• [Problem requirements] Reply with each record repeated exactly.

• [Data]
________________________________________
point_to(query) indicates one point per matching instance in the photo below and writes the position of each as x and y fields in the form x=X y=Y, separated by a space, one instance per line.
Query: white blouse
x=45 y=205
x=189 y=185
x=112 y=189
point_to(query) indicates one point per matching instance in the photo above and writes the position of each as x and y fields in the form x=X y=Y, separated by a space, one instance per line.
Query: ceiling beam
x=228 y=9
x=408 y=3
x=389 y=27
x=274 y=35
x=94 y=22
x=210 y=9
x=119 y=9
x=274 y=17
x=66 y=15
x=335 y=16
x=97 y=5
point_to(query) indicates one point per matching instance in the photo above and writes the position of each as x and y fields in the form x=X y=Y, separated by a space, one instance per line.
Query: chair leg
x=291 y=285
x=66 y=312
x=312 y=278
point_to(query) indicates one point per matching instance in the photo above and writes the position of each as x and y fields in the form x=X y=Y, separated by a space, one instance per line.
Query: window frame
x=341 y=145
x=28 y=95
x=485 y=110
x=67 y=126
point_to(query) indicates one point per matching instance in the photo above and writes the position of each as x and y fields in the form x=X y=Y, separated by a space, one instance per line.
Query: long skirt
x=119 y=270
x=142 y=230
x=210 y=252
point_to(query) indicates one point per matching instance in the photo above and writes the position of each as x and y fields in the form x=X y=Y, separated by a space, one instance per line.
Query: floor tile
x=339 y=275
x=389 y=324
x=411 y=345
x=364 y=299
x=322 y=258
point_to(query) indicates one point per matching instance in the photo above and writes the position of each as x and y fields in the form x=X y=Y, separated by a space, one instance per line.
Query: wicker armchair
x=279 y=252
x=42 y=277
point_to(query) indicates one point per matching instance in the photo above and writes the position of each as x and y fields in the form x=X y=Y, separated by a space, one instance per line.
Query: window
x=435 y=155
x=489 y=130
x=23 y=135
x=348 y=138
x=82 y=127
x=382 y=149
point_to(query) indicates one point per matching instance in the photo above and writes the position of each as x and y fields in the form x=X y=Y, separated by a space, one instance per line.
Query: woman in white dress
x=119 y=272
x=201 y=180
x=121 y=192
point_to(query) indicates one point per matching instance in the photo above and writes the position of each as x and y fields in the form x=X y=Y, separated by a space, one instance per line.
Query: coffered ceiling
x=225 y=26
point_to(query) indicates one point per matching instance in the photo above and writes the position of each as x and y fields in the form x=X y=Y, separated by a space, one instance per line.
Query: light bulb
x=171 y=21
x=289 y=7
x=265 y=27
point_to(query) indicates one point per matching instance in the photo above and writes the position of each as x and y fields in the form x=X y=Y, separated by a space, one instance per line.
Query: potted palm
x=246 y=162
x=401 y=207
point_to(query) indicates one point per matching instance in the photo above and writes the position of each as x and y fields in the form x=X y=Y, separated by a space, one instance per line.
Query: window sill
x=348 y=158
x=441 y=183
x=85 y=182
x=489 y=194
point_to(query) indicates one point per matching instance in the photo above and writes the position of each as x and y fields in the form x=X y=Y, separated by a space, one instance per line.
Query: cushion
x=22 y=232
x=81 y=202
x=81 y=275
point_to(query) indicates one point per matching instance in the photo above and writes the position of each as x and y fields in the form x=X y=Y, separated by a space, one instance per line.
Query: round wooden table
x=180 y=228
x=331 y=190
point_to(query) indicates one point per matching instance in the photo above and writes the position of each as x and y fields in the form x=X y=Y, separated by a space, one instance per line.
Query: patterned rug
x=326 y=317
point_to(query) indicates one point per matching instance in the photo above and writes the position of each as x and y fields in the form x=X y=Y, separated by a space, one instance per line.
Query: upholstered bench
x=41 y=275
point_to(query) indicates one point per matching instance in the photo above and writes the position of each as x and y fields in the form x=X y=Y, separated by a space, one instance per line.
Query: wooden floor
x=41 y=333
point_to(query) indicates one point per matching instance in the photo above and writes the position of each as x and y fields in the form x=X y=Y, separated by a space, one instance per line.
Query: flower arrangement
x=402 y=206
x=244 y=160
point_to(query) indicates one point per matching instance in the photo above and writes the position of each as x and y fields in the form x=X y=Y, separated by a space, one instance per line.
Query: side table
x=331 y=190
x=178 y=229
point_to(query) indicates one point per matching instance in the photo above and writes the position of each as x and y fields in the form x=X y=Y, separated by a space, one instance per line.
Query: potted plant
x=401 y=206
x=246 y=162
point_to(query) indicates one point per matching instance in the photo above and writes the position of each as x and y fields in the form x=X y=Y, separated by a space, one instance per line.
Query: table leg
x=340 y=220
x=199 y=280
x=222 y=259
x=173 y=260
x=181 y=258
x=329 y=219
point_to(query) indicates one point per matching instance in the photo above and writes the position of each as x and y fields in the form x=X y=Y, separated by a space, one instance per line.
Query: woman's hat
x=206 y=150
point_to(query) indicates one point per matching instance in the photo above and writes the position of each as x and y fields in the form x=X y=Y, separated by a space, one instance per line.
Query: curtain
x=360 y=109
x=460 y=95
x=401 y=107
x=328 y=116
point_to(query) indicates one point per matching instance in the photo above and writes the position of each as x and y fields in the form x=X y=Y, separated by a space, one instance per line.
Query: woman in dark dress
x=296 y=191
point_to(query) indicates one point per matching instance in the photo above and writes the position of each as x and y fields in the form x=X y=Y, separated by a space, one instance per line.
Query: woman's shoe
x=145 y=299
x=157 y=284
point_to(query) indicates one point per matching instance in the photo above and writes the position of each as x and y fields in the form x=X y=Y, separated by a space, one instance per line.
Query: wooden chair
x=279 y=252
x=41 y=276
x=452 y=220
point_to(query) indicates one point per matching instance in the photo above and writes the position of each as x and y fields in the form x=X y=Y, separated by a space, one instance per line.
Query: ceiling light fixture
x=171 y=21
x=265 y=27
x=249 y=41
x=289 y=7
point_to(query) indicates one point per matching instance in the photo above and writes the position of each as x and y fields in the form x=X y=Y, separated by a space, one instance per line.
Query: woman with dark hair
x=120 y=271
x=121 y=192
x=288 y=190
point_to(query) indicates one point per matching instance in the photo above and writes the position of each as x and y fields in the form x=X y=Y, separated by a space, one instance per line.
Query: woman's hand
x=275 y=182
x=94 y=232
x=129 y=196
________________________________________
• [Output below]
point_to(query) indicates one point per matching instance in the photo below and writes the position of each as x and y fields in the form x=X y=Y, separated by a space, one instance per line.
Query: white blouse
x=45 y=205
x=189 y=185
x=112 y=189
point_to(query) indicates one point per matching instance in the photo above and writes the position of each as x and y fields in the form x=X y=Y, separated by a space, one instance per line.
Query: ceiling beam
x=228 y=9
x=408 y=3
x=389 y=27
x=274 y=35
x=94 y=22
x=210 y=9
x=119 y=9
x=274 y=17
x=66 y=15
x=335 y=16
x=97 y=5
point_to(query) indicates one point per matching instance in the photo above and writes the position of each as x and y fields in the form x=X y=Y, separated by a space, one instance per line.
Query: chair leg
x=291 y=285
x=66 y=312
x=312 y=278
point_to(query) indicates one point per matching instance in the photo above and writes the position of each as x and y fields in the form x=X y=Y, separated by a space, one instance per line.
Query: window frame
x=341 y=145
x=28 y=95
x=485 y=110
x=67 y=126
point_to(query) indicates one point per matching instance in the photo above and writes the position of each as x and y fields in the form x=X y=Y, separated by a space, one instance per line.
Query: long skirt
x=119 y=270
x=142 y=230
x=210 y=252
point_to(query) indicates one point per matching instance in the photo above and writes the position of each as x and y fields in the form x=X y=Y, separated by a space, one instance per line.
Query: floor tile
x=339 y=275
x=389 y=324
x=411 y=345
x=364 y=299
x=322 y=258
point_to(query) indicates one point per matching instance in the photo above and writes the position of each as x and y fields in the form x=X y=Y, separated by a space, one instance per line.
Query: wicker armchair
x=279 y=252
x=42 y=277
point_to(query) indicates one point per matching instance in the photo above and writes the position of each as x and y fields in the form x=X y=Y, separated by a space, one instance per line.
Query: window
x=435 y=155
x=489 y=130
x=23 y=135
x=348 y=138
x=82 y=127
x=382 y=149
point_to(query) indicates one point per matching instance in the photo above and writes the position of each as x and y fields in the form x=X y=Y, separated by a space, one instance per line.
Query: woman in white dress
x=119 y=272
x=201 y=180
x=121 y=192
point_to(query) indicates one point per matching instance in the photo above and writes the position of each as x and y fields in the form x=X y=Y, separated by a space, one instance per line.
Query: coffered ceiling
x=225 y=26
point_to(query) indicates one point per matching instance in the photo above and writes the position of each as x and y fields in the form x=X y=Y, separated by a space, one instance per line.
Query: light bulb
x=171 y=21
x=289 y=7
x=265 y=27
point_to(query) indicates one point per matching instance in the photo above and writes the position of each as x and y fields in the form x=X y=Y, separated by a space, one instance per line.
Query: potted palm
x=246 y=162
x=401 y=207
point_to(query) indicates one point per matching instance in the photo above and writes the position of each as x and y fields in the form x=X y=Y, separated by a space, one instance per line.
Query: window sill
x=348 y=158
x=441 y=183
x=85 y=182
x=489 y=194
point_to(query) indicates one point per matching instance in the photo above and writes the position of each as x and y fields in the form x=X y=Y, separated by a space, one instance per line.
Query: cushion
x=22 y=232
x=81 y=202
x=81 y=275
point_to(query) indicates one point per matching instance in the photo above and writes the position of each as x and y fields in the form x=X y=Y, separated by a space, one instance per line.
Query: round wooden table
x=180 y=228
x=331 y=190
point_to(query) indicates one point per matching instance in the photo above and writes the position of each as x and y fields in the form x=X y=Y, separated by a space, one instance per line.
Query: patterned rug
x=326 y=317
point_to(query) indicates one point per matching instance in the photo above and writes the position of each as x and y fields in the form x=X y=Y, separated by a space, one instance per line.
Query: upholstered bench
x=41 y=275
point_to(query) indicates one point per matching instance in the photo above and writes the position of each as x and y fields in the form x=X y=Y, separated by a space, one instance per line.
Query: wooden floor
x=41 y=333
point_to(query) indicates one point per matching instance in the photo above and writes the position of each as x and y fields in the form x=X y=Y, separated by a space, one instance per line.
Query: flower arrangement
x=402 y=206
x=244 y=160
point_to(query) indicates one point per matching instance in the photo above and writes the position of each as x and y fields in the form x=X y=Y, separated by a space, one instance per line.
Query: side table
x=331 y=190
x=178 y=229
point_to(query) indicates one point per matching instance in the photo above and writes the position of each as x and y fields in the form x=X y=Y, separated by a space, one instance per line.
Query: potted plant
x=401 y=206
x=246 y=162
point_to(query) indicates one point per matching instance in the photo above and writes the position of each as x and y fields in the form x=X y=Y, separated by a space, one instance per line.
Query: table leg
x=340 y=220
x=199 y=280
x=222 y=259
x=173 y=260
x=181 y=258
x=329 y=219
point_to(query) indicates one point per matching instance in the photo above and writes the position of each as x and y fields in the form x=X y=Y, separated by a space, one instance per line.
Query: woman's hat
x=206 y=150
point_to(query) indicates one point per matching instance in the photo above and writes the position of each as x and y fields in the form x=X y=Y, separated by a space, one instance per line.
Query: curtain
x=360 y=109
x=460 y=95
x=401 y=107
x=328 y=116
point_to(query) indicates one point per matching instance in the photo above and writes the position of each as x and y fields in the form x=X y=Y, separated by a space, one instance per line.
Query: woman in dark dress
x=296 y=191
point_to(query) indicates one point per matching instance in the photo above and writes the position of each as x and y fields in the form x=X y=Y, separated by a space, one instance per line.
Query: woman's shoe
x=145 y=299
x=157 y=284
point_to(query) indicates one point per matching instance in the photo above and writes the position of each as x and y fields in the form x=X y=Y, separated by a space, one instance per line.
Query: wooden chair
x=279 y=252
x=41 y=276
x=452 y=220
point_to(query) indicates one point per matching instance in the photo above and writes the position of each as x and y fields in the form x=X y=Y, separated by a space, one instance per line.
Query: ceiling light fixture
x=171 y=21
x=265 y=27
x=249 y=41
x=289 y=7
point_to(query) indicates one point per matching instance in the photo above and writes the position of each as x and y fields in the form x=X y=Y, separated by a space, one instance per line.
Query: woman with dark hair
x=120 y=271
x=121 y=192
x=288 y=190
point_to(query) indicates one point per matching instance in the photo above and writes the position of each as x and y fields in the form x=X y=Y, separated by a space, one instance per line.
Query: woman's hand
x=275 y=182
x=94 y=232
x=129 y=196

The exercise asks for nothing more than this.